- [THE INPUT]:
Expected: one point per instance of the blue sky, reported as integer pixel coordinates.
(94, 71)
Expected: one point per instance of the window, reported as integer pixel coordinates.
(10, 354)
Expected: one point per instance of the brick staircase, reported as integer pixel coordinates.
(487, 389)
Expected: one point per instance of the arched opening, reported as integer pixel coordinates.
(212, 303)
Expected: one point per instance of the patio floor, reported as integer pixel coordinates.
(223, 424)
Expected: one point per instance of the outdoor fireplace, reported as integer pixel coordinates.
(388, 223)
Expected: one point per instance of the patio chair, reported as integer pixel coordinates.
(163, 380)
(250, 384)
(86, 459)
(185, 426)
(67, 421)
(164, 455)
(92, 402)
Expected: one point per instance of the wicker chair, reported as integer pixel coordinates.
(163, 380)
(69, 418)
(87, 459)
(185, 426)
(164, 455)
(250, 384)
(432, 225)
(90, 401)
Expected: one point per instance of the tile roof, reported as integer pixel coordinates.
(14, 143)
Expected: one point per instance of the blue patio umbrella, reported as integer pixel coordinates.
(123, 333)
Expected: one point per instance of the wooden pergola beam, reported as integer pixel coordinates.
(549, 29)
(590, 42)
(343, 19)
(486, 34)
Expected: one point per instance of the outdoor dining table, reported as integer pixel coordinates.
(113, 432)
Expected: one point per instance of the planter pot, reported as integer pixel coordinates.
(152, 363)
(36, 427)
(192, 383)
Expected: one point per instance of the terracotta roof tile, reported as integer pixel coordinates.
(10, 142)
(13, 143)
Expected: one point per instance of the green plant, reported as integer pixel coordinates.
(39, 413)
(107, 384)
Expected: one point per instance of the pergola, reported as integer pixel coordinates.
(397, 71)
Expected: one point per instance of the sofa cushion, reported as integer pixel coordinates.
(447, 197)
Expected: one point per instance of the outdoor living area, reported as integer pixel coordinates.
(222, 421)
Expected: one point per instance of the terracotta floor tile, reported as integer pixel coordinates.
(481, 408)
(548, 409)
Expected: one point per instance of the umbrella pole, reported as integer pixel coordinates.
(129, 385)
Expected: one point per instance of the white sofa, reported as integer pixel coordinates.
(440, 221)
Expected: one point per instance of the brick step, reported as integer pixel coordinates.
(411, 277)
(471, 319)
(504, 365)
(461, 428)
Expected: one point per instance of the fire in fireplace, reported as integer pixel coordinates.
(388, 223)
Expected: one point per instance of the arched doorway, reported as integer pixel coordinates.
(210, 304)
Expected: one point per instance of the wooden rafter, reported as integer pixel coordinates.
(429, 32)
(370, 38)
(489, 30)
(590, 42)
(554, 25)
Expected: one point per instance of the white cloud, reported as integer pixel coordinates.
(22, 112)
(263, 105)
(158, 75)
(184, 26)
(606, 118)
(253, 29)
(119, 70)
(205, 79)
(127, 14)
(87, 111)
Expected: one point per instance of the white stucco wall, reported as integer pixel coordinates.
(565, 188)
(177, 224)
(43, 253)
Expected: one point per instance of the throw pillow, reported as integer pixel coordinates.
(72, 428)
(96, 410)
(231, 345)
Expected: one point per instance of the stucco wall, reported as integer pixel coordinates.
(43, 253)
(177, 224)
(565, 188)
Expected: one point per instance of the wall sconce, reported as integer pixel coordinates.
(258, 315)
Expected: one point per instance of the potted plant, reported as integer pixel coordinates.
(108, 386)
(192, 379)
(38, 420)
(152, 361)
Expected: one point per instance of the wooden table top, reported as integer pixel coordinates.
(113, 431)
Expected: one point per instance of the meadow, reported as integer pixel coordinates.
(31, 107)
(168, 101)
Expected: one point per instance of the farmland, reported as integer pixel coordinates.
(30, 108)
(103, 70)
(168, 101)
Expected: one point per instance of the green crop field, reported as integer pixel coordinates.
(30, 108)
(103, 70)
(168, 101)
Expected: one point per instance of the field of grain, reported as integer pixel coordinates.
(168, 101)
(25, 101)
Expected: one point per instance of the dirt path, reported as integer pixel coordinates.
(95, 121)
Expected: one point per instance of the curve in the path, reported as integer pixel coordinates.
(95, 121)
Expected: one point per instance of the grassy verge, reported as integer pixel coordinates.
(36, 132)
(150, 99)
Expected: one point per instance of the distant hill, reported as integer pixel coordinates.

- [SHORT TASK]: Rewrite all of the material above, swapping "integer pixel coordinates" for "whole-number pixel coordinates" wherever it appears and leaving everything else unchanged.

- [EXPECTED ANSWER]:
Expected: one point per instance of the blue sky, reported as whole-number pixel coordinates.
(94, 71)
Expected: one point per instance of the window, reported as whole-number pixel coordinates.
(10, 354)
Expected: one point per instance of the brick staircase, reported as whole-number pixel coordinates.
(487, 389)
Expected: one point per instance of the arched opening, reported as whole-number pixel coordinates.
(212, 303)
Expected: one point per instance of the patio floor, reported as whole-number pixel coordinates.
(223, 424)
Expected: one point per instance of the outdoor fireplace, reported as whole-number pixel coordinates.
(388, 223)
Expected: one point per instance of the patio chair, reported as whole-number pixel coordinates.
(163, 380)
(250, 384)
(86, 459)
(185, 426)
(67, 421)
(164, 455)
(92, 402)
Expected: one point per instance of the wicker chair, reported as whole-number pixel coordinates.
(163, 380)
(69, 418)
(87, 459)
(185, 426)
(164, 455)
(250, 384)
(432, 225)
(90, 401)
Expected: one point per instance of the tile roof, reported as whole-number pixel coordinates.
(14, 143)
Expected: one point per instance of the blue patio umbrella, reported as whole-number pixel coordinates.
(123, 333)
Expected: one point per instance of the wooden pergola beam, reported as whole-number pixel coordinates.
(549, 29)
(590, 42)
(343, 19)
(486, 34)
Expected: one point per instance of the outdoor dining table, reported as whole-number pixel coordinates.
(113, 432)
Expected: one point per instance of the planter pot, reported as whole-number pixel coordinates.
(152, 363)
(36, 427)
(192, 383)
Expected: one point per instance of the terracotta roof tile, reported as whole-number pixel coordinates.
(10, 142)
(13, 143)
Expected: one point per instance of the green plant, reported as whole-number pixel coordinates.
(39, 413)
(107, 384)
Expected: one point per instance of the pergola, reported as whole-number pixel coordinates.
(397, 71)
Expected: one point per instance of the sofa cushion, reported as whole-number pixel coordinates.
(447, 197)
Expected: one point per instance of the outdoor living area, reported as whole-number pixel coordinates.
(222, 421)
Expected: one point per instance of the terracotta floor tile, reported as whole-number pixel coordinates.
(481, 408)
(548, 409)
Expected: one point per instance of the umbrella pole, reported as whole-number pixel coordinates.
(129, 385)
Expected: one point per instance of the white sofa, reported as whole-number pixel coordinates.
(440, 221)
Expected: one point per instance of the brick step, reported as whole-number pixel coordinates.
(411, 277)
(471, 319)
(504, 365)
(461, 428)
Expected: one point per instance of the fire in fireplace, reported as whole-number pixel coordinates.
(388, 223)
Expected: one point per instance of the arched doorway, reported as whole-number pixel coordinates.
(210, 304)
Expected: one point per instance of the wooden rafter, reported as whole-number pixel coordinates.
(429, 32)
(370, 38)
(489, 30)
(590, 42)
(554, 25)
Expected: one point per instance of the white cloud, reported as whole-number pixel coordinates.
(22, 112)
(263, 105)
(158, 75)
(184, 26)
(606, 118)
(253, 29)
(119, 70)
(205, 79)
(127, 14)
(87, 111)
Expected: one point per instance of the white stucco wall, reported as whole-number pixel coordinates.
(565, 188)
(177, 224)
(43, 253)
Expected: one point per instance of the throw pillow, reported as whole-number pixel coordinates.
(72, 428)
(96, 410)
(231, 345)
Expected: one point per instance of the stucco wall, reported as whole-number pixel coordinates.
(43, 253)
(177, 224)
(565, 188)
Expected: one point per instance of the wall sconce, reported as whole-number pixel coordinates.
(258, 315)
Expected: one point per instance of the potted plant, reported as whole-number pixel coordinates.
(108, 386)
(192, 379)
(38, 420)
(152, 361)
Expected: one point per instance of the wooden table top, reported as whole-number pixel coordinates.
(113, 431)
Expected: one point per instance of the meadow, reported as whole-number pixel coordinates.
(31, 107)
(168, 101)
Expected: one point per instance of the farmland, reported as whole-number pixel coordinates.
(30, 108)
(103, 70)
(168, 101)
Expected: one point per instance of the green crop field, reported as whole-number pixel coordinates.
(30, 108)
(103, 70)
(168, 101)
Expected: one point per instance of the field of grain, reported as whole-number pixel coordinates.
(168, 101)
(25, 101)
Expected: one point per instance of the dirt path, reported as whole-number pixel coordinates.
(95, 121)
Expected: one point per instance of the curve in the path, reported as whole-number pixel coordinates.
(95, 121)
Expected: one point per instance of the grassy verge, reported as whole-number pixel coordinates.
(36, 132)
(150, 99)
Expected: one point per instance of the distant hill, reported as whole-number pixel coordinates.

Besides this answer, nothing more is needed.